El dibujante, pintor, escritor, fotógrafo y pionero del cómic underground Nazario (Castilleja del Campo, Sevilla, 1944), superviviente de la movida barcelonesa de la Transición, es también un notable memorialista. Después de narrar sus andanzas de aquella época en La vida cotidiana del dibujante underground y la etapa inmediatamente anterior en Sevilla y la Casita de las Pirañas, publica ahora su tercer libro autobiográfico, en el que aborda su peculiar relación con el grupo de alcohólicos que pernocta, bebe, ríe, pelea, mendiga y ve la vida pasar en la plaza Real de Barcelona, donde reside desde hace décadas.
Llevaba años fotografiándolos sin que ellos lo supieran desde su ventana, pero nunca había intercambiado una palabra con ellos, hasta que un día un misterioso impulso, del que se arrepiente de inmediato, le lleva a entablar conversación con Mich, un sintecho marroquí al que le falta una pierna y se mueve en silla de ruedas, al igual que dos de sus compañeros de tetrabriks, chascarrillos y penurias, la alemana Helga y el punki Moisés. Así comienza un vínculo que va estrechándose y lleva a Nazario a cocinar diariamente para ellos, sufragarles pequeños gastos y convertirse en su confidente.
Aunque el autor parece no darse cuenta –o al menos no lo reconoce abiertamente– hasta bien avanzada la escritura, el lector intuye desde las primeras páginas que su “anárquica actitud filantrópica individualista” brota espontáneamente como antídoto contra la devastadora soledad que sufre desde la muerte en 2014 de Alejandro, su pareja durante 36 años, y la de su único hermano.
Crónicas del gran tirano
Nazario
Anagrama, 2025
208 páginas. 20,90 €
Mich es el cabecilla de los sintecho de la plaza, y también el protagonista de este retrato coral. Como los buenos personajes de ficción, está lleno de aristas y contradicciones. Es cariñoso y zalamero, pero también déspota, mezquino, egoísta y protestón, “un maniático mitómano y un victimista crónico” y, por supuesto, el “gran tirano” al que alude el título.

□ □ □ □ □

→ ACTIVIDADES
1. Responde con datos de la reseña del libro de Nazario:
(a) ¿En qué año murió Alejandro, la pareja de Nazario?
(b) ¿Con quién entabla Nazario su primera conversación en la plaza Real?
(c) ¿Cuántas páginas tiene el libro?
2. Prosigue la reseña del libro de Nazario a partir de su último párrafo.
Los registros no tienen relación con la reseña del libro de Nazario.

[Entradas guardadas de una colección]
□ □ □ □ □

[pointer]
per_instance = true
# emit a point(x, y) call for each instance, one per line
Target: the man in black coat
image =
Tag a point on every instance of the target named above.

□ □ □ □ □

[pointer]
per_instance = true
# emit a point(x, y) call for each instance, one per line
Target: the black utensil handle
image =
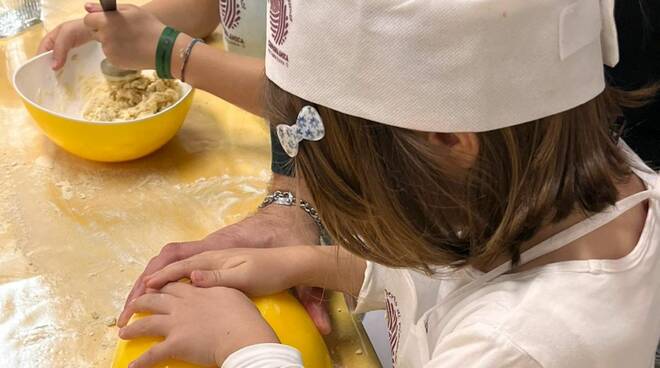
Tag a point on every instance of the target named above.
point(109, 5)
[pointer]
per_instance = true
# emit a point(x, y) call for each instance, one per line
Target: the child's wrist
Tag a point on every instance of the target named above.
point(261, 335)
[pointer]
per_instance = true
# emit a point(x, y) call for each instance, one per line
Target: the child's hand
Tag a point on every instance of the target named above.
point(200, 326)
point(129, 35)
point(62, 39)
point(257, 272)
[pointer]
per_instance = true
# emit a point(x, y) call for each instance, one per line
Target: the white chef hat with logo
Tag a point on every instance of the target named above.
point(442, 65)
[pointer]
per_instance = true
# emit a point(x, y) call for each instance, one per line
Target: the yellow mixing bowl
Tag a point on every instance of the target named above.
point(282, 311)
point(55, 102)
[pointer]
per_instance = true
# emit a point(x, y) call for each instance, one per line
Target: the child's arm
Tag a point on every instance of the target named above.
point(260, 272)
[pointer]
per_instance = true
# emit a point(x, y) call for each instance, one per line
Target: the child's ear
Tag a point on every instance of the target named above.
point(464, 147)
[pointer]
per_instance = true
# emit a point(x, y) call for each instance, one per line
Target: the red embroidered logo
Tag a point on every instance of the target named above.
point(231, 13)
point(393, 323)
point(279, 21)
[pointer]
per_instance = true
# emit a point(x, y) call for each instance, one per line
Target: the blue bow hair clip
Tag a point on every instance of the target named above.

□ □ □ □ □

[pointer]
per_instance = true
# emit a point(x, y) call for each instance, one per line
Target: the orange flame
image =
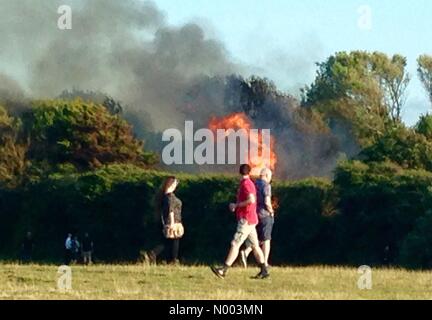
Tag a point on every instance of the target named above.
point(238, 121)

□ □ □ □ □

→ SOLUCIONES
1.
(a) En 2014.
(b) Con Mich, un sintecho marroquí al que le falta una pierna y que se mueve en silla de ruedas.
(c) 208 páginas.

2.
A pesar de todo, su magnetismo hace que sus compañeros de la plaza, los voluntarios de las asociaciones que lo atienden y el propio Nazario –y, por extensión, también el lector– se preocupen continuamente por él. Y eso es precisamente lo que quiere: “Porque al caprichoso Mich, como a cualquier niño, le encantaba ser el foco de atención y que todos estuvieran pendientes de él, que le rogasen, que lo buscasen, que lo echasen de menos y que sufrieran por él”.
Las constantes idas y venidas de los miembros del grupo entre albergues, hospitales y centros de desintoxicación, riñas por robos de transistores y otros rifirrafes cotidianos se entrelazan con algunas confidencias de Nazario sobre las relaciones con sus amantes esporádicos o su propio pasado como alcohólico, revelando que llegó a ingerir diariamente “tres o cuatro litros de cerveza por la mañana y cinco o seis gintónics por la noche”.
Además del interés del relato, cuajado de peripecias entretenidas –y algunos dramas– que acercan la experiencia de su lectura a la de una novela, el libro resulta valioso por cuanto tiene de crónica de ambiente de la vida en la plaza, que transcurre a dos velocidades: el frenesí turístico, hostelero y comercial y el lento discurrir de unas vidas varadas al margen del sistema que Nazario dignifica con su esmerada dedicación, ya sea consignándolas en estas memorias o envolviendo en papel de aluminio unas sardinas recién fritas.